Atividade A:
Responda, com base no texto sobre Judite e Holofernes:
(i) Quais três mulheres são protagonistas dos seus próprios livros do Antigo Testamento?
(ii) Por quantos dias os anciãos decidem aguardar a misericórdia do Senhor?
(iii) Que deslize fatal Holofernes comete?
Atividade B:
Prossiga com o texto sobre Judite e Holofernes a partir do ponto em que ele termina.

Texto de leitura:

------------------------------------------------------------

Artemisia Gentileschi. Judite decapitando Holofernes. 1615.
Texto de Beatriz S. Pereira, Abril de 2021.
Artemisia Gentileschi. Judite decapitando Holofernes. 1615.
Texto de Beatriz S. Pereira, Abril de 2021.
Três mulheres recebem destaque como protagonistas dos seus próprios livros do Antigo Testamento: Rute, Ester e Judite. Suas narrativas foram amplamente exploradas artisticamente, especialmente na Renascença.
Nessa história, Judite se encontra no meio de uma guerra. Os anciãos de seu povo decidem aguardar cinco dias pela misericórdia do Senhor, e se seu clamor não fosse atendido “que fosse feita sua vontade”. Indignada, questiona a decisão dos anciãos e decide agir.
Judite se entrega como espólio de guerra ao inimigo sem que a guerra tenha terminado. Astuta, sai do acampamento inimigo todos os dias para se banhar e orar junto com sua criada. No momento em que Holofernes deseja tomá-la sexualmente, comete o deslize fatal: se embebeda.
“Pela astúcia de meus lábios,
fere o escravo com o chefe
e o chefe com seu servo.
Quebra sua arrogância
pela mão de uma mulher. (Jt 9,10)
Dá-me palavra e astúcia para ferir e matar
os que forjaram duros planos
contra tua Aliança,
tua santa habitação,
a montanha de Sião
e a casa que pertence aos teus filhos.” (Jt 9,13)
BÍBLIA. Português. A Bíblia de Jerusalém. 5. ed. rev. São Paulo: Paulus, 1996.
Então, nossa heroína dourada corta-lhe a cabeça, a esconde e sai do acampamento, como de costume. Revela o real espólio de guerra ao seu povo. Ela é celebrada, fazendo sua marca na história.
É notável como Agostino Tassi, mentor de Artemisia Gentileschi, pode ocupar o lugar de cavalo de Troia, tanto quanto a própria Artemisia, ao se pintar como Judite.

------------------------------------------------------------

Registros extraídos:
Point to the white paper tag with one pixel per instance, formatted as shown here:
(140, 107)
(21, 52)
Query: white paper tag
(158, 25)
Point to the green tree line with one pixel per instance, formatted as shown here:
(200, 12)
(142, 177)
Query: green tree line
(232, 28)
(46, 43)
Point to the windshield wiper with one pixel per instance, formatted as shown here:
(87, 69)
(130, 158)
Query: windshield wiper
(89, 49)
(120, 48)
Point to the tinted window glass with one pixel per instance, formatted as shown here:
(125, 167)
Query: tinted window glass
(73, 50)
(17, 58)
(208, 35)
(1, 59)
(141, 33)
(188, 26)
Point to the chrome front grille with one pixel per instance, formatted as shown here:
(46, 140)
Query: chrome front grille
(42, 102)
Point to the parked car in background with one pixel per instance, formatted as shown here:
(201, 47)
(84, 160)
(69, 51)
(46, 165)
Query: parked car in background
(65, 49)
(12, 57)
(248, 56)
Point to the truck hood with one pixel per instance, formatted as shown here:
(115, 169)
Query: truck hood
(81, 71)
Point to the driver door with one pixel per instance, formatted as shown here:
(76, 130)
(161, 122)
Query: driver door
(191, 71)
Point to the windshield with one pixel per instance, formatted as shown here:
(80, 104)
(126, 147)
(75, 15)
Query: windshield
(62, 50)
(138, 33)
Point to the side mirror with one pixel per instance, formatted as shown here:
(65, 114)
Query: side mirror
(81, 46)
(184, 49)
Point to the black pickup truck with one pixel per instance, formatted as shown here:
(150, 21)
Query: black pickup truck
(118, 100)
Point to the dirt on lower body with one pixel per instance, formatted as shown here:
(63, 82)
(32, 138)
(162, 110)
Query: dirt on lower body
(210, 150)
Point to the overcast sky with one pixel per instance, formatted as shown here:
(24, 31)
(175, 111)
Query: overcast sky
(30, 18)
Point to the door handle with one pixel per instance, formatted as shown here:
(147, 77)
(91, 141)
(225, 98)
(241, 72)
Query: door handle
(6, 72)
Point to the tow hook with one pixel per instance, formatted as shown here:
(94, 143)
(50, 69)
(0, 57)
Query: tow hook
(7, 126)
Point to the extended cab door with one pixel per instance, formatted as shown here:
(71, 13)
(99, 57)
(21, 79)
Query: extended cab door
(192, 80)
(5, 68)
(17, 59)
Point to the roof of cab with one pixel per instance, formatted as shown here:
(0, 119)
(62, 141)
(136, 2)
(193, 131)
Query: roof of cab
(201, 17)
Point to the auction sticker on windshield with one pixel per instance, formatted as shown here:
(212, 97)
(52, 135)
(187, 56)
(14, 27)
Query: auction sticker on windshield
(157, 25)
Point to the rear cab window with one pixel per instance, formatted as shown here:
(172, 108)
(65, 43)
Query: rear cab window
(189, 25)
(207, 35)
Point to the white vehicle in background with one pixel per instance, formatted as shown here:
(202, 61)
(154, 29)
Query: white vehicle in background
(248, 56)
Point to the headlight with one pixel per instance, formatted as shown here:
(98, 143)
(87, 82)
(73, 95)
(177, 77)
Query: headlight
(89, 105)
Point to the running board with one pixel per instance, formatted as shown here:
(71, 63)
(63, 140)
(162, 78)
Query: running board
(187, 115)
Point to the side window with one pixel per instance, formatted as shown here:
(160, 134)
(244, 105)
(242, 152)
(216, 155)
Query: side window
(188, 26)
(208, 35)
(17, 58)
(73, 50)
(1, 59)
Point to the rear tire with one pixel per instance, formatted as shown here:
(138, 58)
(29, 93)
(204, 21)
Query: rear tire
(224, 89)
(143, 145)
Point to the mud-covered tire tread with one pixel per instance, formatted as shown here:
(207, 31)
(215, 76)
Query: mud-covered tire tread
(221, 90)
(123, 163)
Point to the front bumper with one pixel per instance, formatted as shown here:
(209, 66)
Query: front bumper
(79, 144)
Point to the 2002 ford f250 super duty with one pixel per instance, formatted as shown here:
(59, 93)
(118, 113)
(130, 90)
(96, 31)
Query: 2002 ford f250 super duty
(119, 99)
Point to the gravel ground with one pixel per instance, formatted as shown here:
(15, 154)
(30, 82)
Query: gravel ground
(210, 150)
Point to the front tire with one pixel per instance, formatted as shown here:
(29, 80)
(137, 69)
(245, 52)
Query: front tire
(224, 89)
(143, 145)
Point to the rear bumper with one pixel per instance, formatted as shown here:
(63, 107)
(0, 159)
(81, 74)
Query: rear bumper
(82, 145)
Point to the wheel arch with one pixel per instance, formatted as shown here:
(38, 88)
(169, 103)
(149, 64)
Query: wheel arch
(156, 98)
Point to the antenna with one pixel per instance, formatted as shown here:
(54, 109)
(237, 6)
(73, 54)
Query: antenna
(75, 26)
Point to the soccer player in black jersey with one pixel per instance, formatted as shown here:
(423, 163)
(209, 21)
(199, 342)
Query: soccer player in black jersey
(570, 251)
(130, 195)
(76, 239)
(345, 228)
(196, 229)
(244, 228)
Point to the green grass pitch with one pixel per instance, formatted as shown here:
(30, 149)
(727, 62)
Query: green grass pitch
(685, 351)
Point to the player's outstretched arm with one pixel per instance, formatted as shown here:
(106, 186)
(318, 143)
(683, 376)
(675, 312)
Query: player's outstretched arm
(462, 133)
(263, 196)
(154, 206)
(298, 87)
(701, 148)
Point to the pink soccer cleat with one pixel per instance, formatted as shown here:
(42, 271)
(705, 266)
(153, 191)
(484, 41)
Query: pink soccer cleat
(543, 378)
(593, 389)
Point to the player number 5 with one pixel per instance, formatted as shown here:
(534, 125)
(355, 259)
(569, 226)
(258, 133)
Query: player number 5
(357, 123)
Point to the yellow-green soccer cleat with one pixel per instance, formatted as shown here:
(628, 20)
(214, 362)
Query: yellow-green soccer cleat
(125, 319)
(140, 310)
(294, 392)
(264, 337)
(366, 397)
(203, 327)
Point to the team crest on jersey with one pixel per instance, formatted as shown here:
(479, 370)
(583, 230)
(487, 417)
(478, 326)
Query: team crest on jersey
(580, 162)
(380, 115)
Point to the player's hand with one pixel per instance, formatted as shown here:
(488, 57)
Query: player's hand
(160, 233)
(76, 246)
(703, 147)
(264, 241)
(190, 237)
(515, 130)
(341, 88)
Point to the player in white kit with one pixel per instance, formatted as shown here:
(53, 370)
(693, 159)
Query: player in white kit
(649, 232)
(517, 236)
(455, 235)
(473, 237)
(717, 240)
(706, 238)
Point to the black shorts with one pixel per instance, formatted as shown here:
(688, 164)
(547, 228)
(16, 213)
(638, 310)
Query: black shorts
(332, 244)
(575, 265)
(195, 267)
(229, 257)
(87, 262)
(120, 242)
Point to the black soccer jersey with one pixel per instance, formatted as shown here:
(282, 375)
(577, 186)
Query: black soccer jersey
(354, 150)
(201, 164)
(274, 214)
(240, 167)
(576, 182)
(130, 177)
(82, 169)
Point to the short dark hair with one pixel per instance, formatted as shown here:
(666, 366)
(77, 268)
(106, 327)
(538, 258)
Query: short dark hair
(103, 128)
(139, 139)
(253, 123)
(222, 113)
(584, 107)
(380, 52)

------------------------------------------------------------

Resposta escrita A:
(i) Rute, Ester e Judite.
(ii) Cinco dias.
(iii) Ele se embebeda.

Resposta escrita B:
Ao estuprar a jovem aluna de 18 anos, filha de um amigo e colega de trabalho, a confiança que existe entre professor-aluno, entre um artista e outro é irremediavelmente quebrada.
Um longo julgamento público se seguiu, a primeira versão da cena foi pintada, e quase 10 anos depois, a segunda versão da cena.
Artemisia Gentileschi, Judith Slaying Holofernes (1612-1613).
Coleção do Museu Capodimonte, Nápoles
Artemisia Gentileschi, Judith Beheading Holofernes (1620-1621). Coleção das Galerias Uffizi, Florença
No segundo quadro, Judite mais do que nunca recebe uma posição ativa na morte de Holofernes. Gentileschi acrescenta um bracelete de camafeu em seu braço, que simboliza o elo com a deusa grega Ártemis, deusa virgem da caça, da lua, dos partos, animais selvagens e irmã gêmea do deus Apolo. Cultuada por proteger e aliviar doenças de mulheres, crianças e jovens.
É no braço que segura a cabeça e ao mesmo tempo, que afasta o olhar de Holofernes de seu rosto.
Ela é uma guerreira.
O esforço visível e invisível para sobrepujar um homem, mesmo que num ato de auto defesa.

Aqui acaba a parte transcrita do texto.